> Extract provided
* * * * * * *

Files
nextcloud-mcp-server/nextcloud_mcp_server/vector/qdrant_client.py
T
Chris Coutinho e575c8e57b feat(vector): Support multiple embedding models with auto-generated collection names
This PR enables safe switching between embedding models and multi-server
deployments by implementing auto-generated Qdrant collection names based on
deployment ID and model name.

## Problem

Previously, all deployments used a single hardcoded collection name
"nextcloud_content", which caused two critical issues:

1. **Dimension mismatches when switching models**: Changing
   OLLAMA_EMBEDDING_MODEL (e.g., nomic-embed-text at 768D → all-minilm at
   384D) would cause runtime errors as vectors couldn't be inserted into a
   collection with incompatible dimensions.

2. **Collection collisions in multi-server setups**: Multiple MCP servers
   sharing a single Qdrant instance would overwrite each other's data,
   making horizontal scaling impossible.

## Solution

### Auto-Generated Collection Naming

Collections are now automatically named using the pattern:
\`{deployment-id}-{model-name}\`

**Deployment ID**: Uses \`OTEL_SERVICE_NAME\` if configured (and not default
value), otherwise falls back to \`hostname\` for simple Docker deployments.

**Model Name**: From \`OLLAMA_EMBEDDING_MODEL\` with path separators sanitized.

**Examples**:
- \`my-mcp-server-nomic-embed-text\` (with OTEL_SERVICE_NAME=my-mcp-server)
- \`mcp-container-all-minilm\` (simple Docker, hostname=mcp-container)

**Override**: Users can still set \`QDRANT_COLLECTION\` explicitly to bypass
auto-generation for backward compatibility.

### Dimension Validation

Added startup validation that checks collection dimensions match the
embedding service. If a mismatch is detected, the server fails fast with a
clear error message explaining:
- Expected vs actual dimensions
- Likely cause (model change)
- Solutions (delete collection, use different name, or revert model)

* * * * * * *

> Tasks and exercises
(A) Update the commit description from "## Solution" through "simple Docker deployments.", replacing "automatically named" with "automatically labeled".
(B) Continue the commit description about embedding model support from the point where it ends.

> Dataset content
* * * * * * *

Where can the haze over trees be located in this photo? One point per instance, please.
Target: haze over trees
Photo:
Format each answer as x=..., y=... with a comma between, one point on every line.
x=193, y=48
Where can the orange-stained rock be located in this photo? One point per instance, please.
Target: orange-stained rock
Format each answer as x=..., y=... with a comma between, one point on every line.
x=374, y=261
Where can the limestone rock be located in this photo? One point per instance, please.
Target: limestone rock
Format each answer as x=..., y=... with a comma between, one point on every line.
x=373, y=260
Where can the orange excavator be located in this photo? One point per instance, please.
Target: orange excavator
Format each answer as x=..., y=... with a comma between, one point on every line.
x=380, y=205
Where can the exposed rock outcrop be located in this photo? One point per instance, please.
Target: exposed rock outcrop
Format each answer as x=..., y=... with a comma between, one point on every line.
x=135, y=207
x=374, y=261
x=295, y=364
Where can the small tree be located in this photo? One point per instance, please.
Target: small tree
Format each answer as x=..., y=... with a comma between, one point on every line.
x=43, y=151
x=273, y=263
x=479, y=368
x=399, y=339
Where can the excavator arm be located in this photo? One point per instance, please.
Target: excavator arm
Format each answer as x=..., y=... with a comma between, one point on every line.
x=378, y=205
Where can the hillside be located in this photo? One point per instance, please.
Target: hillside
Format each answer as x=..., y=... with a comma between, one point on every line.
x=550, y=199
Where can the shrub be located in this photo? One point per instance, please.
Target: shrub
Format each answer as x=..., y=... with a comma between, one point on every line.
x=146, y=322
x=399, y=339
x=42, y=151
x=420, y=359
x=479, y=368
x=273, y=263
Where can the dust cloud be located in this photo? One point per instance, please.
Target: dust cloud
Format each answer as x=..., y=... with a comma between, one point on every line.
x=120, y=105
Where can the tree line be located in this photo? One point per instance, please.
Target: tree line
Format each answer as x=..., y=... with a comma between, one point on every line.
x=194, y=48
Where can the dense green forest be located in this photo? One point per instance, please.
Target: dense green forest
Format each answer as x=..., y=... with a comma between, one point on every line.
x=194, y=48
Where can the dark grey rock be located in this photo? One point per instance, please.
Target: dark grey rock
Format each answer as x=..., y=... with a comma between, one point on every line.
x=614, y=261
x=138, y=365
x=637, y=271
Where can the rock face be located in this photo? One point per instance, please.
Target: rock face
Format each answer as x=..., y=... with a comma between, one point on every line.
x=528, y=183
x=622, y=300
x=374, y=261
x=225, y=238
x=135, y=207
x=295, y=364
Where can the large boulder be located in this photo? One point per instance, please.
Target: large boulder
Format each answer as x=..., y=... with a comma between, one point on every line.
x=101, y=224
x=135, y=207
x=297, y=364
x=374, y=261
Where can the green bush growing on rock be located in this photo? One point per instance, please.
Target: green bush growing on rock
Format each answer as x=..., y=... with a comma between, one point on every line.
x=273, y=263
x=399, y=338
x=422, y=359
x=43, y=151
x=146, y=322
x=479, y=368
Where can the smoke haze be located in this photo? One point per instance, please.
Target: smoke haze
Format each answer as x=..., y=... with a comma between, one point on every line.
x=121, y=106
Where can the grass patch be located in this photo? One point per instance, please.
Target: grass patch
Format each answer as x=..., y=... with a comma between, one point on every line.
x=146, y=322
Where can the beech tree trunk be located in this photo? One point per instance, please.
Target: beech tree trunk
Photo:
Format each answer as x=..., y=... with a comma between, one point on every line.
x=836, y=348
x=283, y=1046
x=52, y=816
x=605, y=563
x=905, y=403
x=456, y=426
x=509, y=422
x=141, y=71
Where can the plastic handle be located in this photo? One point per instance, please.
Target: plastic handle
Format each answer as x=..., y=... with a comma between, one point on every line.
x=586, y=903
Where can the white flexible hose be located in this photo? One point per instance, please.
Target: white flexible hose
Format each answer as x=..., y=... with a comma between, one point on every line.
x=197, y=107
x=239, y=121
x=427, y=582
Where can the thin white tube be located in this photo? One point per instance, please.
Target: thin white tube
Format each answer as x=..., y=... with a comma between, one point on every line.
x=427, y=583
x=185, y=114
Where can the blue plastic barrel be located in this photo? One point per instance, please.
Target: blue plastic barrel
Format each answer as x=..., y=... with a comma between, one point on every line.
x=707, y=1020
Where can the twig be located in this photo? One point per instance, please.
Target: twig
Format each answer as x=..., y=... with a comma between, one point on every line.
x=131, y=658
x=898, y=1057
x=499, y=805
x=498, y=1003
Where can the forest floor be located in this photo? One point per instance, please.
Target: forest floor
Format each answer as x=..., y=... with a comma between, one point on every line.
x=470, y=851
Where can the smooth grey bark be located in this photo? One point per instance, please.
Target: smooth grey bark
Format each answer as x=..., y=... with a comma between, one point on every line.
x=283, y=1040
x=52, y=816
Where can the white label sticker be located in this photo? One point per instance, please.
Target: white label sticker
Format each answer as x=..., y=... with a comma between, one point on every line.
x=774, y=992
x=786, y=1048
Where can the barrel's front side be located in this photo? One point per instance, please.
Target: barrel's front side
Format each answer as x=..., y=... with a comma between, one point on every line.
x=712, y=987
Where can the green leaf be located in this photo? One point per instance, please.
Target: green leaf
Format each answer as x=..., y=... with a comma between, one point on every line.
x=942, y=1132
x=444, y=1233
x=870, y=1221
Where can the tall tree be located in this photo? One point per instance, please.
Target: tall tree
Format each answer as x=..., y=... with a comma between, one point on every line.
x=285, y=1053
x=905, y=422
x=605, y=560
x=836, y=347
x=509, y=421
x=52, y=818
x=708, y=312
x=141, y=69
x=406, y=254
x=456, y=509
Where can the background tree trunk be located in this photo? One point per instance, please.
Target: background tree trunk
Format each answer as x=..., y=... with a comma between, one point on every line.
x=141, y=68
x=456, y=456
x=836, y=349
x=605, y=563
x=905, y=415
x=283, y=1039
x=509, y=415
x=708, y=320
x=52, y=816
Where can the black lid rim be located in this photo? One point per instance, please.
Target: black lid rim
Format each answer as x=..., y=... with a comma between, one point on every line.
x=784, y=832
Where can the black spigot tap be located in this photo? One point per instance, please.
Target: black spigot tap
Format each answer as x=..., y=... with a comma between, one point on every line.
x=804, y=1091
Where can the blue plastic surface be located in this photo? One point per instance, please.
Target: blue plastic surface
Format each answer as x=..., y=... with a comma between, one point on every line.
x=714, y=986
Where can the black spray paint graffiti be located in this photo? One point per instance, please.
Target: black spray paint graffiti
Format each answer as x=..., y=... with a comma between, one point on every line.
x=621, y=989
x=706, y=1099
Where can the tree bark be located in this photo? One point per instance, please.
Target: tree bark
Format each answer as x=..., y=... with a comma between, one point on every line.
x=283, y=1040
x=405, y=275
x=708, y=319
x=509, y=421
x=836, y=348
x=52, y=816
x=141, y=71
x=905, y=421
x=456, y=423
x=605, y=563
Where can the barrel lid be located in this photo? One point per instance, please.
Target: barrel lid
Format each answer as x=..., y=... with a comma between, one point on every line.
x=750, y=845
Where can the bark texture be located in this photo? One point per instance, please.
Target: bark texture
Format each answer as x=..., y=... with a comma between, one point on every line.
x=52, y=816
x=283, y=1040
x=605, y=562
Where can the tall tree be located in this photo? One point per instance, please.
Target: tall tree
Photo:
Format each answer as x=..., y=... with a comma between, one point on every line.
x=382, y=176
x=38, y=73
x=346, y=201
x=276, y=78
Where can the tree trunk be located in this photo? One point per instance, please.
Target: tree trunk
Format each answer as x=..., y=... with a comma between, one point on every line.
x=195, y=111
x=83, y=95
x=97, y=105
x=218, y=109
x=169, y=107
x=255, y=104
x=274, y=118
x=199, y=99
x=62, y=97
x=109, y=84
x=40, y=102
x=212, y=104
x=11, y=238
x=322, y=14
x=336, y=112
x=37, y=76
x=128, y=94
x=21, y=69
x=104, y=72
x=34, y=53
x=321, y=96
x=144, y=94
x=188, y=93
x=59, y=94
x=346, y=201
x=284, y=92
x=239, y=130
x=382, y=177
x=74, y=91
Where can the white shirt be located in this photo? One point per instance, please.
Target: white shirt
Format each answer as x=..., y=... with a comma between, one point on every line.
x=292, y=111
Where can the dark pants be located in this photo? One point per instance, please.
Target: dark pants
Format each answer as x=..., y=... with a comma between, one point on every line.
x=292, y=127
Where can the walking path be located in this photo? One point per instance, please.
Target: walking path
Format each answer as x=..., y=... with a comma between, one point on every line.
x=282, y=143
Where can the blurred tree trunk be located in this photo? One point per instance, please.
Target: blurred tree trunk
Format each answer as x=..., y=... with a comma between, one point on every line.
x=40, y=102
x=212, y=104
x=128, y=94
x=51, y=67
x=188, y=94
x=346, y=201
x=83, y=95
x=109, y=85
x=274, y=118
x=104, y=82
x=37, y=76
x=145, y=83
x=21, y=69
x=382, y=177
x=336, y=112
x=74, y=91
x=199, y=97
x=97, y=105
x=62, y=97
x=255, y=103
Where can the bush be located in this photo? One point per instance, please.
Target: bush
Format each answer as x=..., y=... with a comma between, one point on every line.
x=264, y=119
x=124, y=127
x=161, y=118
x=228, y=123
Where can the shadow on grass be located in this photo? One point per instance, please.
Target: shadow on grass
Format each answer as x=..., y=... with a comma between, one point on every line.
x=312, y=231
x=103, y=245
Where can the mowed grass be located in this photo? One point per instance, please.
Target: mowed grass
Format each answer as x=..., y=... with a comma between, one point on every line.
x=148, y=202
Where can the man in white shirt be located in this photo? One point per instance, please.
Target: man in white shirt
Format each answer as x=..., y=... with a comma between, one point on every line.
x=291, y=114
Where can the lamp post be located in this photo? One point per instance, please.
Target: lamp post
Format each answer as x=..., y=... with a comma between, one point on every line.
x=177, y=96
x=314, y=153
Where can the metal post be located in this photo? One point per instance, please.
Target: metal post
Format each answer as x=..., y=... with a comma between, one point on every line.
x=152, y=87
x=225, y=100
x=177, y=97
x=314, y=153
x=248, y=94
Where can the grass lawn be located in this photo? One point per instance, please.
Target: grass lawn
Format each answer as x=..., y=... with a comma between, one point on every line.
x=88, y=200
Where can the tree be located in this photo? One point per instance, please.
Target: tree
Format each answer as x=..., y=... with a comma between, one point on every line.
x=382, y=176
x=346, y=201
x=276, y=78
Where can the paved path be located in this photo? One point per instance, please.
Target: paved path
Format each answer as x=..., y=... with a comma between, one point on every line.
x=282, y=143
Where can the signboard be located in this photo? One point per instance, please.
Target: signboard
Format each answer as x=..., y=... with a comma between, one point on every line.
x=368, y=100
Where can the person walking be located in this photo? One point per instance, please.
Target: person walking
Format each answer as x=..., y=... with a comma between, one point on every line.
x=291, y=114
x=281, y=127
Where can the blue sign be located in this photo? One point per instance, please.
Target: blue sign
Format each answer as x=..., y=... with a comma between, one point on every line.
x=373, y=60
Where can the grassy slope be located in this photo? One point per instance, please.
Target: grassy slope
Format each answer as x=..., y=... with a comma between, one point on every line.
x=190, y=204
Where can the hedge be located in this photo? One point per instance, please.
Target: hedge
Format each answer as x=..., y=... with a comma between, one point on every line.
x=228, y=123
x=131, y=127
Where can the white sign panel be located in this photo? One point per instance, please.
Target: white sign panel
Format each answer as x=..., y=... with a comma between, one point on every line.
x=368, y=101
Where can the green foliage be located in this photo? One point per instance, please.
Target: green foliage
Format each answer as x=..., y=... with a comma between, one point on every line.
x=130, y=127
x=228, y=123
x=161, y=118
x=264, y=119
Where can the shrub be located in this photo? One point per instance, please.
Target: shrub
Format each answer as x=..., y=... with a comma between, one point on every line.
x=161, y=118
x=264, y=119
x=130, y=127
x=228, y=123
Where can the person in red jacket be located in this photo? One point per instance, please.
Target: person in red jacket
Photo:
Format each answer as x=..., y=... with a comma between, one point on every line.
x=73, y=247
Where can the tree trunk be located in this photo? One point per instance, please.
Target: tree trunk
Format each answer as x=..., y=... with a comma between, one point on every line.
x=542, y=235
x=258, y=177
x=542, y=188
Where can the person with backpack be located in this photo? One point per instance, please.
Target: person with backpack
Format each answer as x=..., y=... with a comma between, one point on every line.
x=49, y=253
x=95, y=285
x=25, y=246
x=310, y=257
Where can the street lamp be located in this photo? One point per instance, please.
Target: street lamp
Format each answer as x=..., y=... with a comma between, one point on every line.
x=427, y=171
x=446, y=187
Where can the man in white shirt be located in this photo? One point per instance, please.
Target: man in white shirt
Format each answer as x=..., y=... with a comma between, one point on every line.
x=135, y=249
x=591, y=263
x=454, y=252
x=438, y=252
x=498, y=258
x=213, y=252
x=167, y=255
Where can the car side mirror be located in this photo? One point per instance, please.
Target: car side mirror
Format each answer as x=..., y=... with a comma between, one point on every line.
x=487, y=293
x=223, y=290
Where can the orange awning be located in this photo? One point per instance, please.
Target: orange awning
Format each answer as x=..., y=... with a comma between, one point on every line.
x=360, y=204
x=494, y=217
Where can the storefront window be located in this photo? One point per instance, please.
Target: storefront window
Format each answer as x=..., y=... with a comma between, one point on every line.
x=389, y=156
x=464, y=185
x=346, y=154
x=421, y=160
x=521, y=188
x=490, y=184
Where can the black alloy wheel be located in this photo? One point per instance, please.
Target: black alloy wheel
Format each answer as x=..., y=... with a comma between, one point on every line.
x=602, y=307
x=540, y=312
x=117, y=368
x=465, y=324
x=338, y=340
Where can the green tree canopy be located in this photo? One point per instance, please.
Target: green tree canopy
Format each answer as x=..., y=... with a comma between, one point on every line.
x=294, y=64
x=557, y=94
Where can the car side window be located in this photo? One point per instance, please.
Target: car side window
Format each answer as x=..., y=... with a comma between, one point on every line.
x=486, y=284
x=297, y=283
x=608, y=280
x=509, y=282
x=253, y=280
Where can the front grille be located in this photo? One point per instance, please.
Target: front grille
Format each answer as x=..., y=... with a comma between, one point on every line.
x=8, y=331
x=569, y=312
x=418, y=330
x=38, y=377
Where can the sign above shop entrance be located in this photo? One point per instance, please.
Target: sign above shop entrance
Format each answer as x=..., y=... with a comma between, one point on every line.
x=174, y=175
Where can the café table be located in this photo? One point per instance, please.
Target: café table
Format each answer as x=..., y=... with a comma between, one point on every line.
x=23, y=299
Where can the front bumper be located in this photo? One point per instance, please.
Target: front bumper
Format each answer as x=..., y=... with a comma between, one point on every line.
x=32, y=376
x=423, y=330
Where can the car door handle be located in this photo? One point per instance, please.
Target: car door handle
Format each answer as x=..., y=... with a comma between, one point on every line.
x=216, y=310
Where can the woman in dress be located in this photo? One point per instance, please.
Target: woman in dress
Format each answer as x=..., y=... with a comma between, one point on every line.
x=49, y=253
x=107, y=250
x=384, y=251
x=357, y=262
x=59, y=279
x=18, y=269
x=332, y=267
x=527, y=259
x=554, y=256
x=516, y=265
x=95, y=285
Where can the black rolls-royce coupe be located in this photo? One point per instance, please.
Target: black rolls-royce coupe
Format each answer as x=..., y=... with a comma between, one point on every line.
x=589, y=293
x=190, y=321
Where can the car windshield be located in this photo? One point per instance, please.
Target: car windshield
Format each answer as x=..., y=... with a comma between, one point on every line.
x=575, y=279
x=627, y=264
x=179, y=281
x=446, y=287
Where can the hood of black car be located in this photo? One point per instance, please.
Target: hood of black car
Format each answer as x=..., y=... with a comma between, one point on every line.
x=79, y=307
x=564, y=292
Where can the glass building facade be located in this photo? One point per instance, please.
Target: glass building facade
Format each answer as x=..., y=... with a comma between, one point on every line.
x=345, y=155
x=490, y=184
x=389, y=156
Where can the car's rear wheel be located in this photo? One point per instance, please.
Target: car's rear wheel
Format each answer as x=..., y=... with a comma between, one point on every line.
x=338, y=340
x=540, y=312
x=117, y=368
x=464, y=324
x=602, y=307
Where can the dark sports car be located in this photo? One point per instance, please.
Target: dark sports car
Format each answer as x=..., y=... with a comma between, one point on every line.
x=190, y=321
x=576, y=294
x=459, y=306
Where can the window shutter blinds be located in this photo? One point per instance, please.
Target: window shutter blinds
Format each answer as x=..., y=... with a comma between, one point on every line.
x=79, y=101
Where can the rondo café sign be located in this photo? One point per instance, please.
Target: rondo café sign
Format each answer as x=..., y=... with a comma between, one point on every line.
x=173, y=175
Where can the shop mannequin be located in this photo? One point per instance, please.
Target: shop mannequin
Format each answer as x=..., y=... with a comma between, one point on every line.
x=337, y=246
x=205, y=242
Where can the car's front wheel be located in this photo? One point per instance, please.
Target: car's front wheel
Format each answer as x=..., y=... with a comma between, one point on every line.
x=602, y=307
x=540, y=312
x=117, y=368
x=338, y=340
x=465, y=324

* * * * * * *

> Answers per task
(A)
## Solution

### Auto-Generated Collection Naming

Collections are now automatically labeled using the pattern:
\`{deployment-id}-{model-name}\`

**Deployment ID**: Uses \`OTEL_SERVICE_NAME\` if configured (and not default
value), otherwise falls back to \`hostname\` for simple Docker deployments.

(B)
### Improved Sampling Error Handling

Enhanced MCP sampling rejection handling to treat user rejections as normal
behavior rather than errors:

- **User rejections** ("rejected", "denied") → INFO log, no traceback
- **Unsupported clients** → INFO log, no traceback
- **Other MCP errors** → WARNING log, no traceback
- **Unexpected errors** → ERROR log WITH traceback

This aligns with the MCP specification where clients SHOULD prompt users for
approval/denial of sampling requests.

## Changes

### Core Implementation

- **nextcloud_mcp_server/config.py**: Added \`get_collection_name()\` method
  with deployment ID detection and model name sanitization
- **nextcloud_mcp_server/vector/qdrant_client.py**: Dimension validation on
  collection open with helpful error messages
- **nextcloud_mcp_server/vector/{scanner,processor}.py**: Updated to use
  \`get_collection_name()\`
- **nextcloud_mcp_server/auth/userinfo_routes.py**: Vector sync status uses
  \`get_collection_name()\`
- **nextcloud_mcp_server/server/semantic.py**:
  - Updated semantic search tools to use \`get_collection_name()\`
  - Improved sampling rejection error handling (McpError vs Exception)

### Documentation

- **docs/semantic-search-architecture.md**: New comprehensive architecture
  document (557 lines) covering background sync, semantic search flow, RAG
  implementation, and deployment modes
- **docs/configuration.md**: Added detailed "Qdrant Collection Naming"
  section with examples and multi-server deployment guidance
- **docker-compose.yml**: Added comments explaining collection naming behavior
- **README.md**: Updated semantic search descriptions to clarify
  experimental status, Notes-only support, and infrastructure requirements

## Migration Guide

**For existing single-server deployments:**

Option 1 (Recommended): Use explicit collection name for continuity
\`\`\`bash
QDRANT_COLLECTION=nextcloud_content  # Keep existing collection
\`\`\`

Option 2: Allow auto-generation and re-embed
\`\`\`bash
# Remove QDRANT_COLLECTION override
# New collection will be created based on deployment ID + model
# Requires re-embedding all documents (may take time)
\`\`\`

**For new multi-server deployments:**

Set unique OTEL service names per server:
\`\`\`bash
# Server 1
OTEL_SERVICE_NAME=mcp-prod
OLLAMA_EMBEDDING_MODEL=nomic-embed-text
# → Collection: "mcp-prod-nomic-embed-text"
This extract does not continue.